### DATA

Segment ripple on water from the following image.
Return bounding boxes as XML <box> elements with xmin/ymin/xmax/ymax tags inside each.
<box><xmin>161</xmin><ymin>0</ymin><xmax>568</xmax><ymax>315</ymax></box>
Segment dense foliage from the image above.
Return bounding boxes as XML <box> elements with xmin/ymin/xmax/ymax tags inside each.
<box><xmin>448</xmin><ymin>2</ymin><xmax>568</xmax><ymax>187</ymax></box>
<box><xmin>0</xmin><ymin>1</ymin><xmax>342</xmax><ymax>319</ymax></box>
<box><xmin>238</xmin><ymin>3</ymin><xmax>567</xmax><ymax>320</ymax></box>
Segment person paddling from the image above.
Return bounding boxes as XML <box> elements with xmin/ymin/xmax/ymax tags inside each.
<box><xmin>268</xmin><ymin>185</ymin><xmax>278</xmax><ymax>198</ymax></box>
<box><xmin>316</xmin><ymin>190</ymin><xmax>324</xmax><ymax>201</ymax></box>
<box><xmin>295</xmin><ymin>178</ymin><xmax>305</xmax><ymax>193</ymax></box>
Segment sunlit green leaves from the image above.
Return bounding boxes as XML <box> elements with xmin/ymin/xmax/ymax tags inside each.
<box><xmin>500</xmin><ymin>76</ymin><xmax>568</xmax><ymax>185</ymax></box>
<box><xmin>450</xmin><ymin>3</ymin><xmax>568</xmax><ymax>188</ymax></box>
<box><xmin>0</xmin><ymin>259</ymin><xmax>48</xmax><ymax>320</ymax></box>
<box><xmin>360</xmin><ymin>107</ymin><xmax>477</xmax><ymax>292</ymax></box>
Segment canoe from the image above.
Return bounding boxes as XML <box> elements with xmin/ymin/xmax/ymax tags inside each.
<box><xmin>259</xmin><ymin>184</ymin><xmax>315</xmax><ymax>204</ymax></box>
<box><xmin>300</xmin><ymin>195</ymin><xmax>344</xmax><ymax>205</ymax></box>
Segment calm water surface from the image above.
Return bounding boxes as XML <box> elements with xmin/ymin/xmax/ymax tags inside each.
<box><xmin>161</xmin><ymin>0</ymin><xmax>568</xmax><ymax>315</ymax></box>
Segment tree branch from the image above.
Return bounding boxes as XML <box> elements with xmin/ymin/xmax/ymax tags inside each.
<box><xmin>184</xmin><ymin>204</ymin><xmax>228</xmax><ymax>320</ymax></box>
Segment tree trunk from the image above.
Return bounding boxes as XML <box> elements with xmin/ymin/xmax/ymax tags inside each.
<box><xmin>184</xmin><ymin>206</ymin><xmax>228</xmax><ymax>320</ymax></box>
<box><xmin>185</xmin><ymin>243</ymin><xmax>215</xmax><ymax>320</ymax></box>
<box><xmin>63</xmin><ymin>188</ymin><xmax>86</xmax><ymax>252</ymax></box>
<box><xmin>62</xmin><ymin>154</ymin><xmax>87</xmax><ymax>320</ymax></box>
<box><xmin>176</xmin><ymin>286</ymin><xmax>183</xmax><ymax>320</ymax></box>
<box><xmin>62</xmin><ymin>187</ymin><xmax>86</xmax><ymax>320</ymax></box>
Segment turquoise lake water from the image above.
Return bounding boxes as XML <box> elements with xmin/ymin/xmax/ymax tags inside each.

### ASSIGNMENT
Extract every line above that contains the word "image".

### SOLUTION TO THE EXERCISE
Segment ripple on water from the following image.
Segment dense foliage from the image above.
Segment person paddling from the image above.
Segment sunlit green leaves from the image above.
Segment canoe from the image above.
Segment calm water surface from the image above.
Segment tree branch from the image above.
Segment tree trunk from the image above.
Segment turquoise lake water from the image above.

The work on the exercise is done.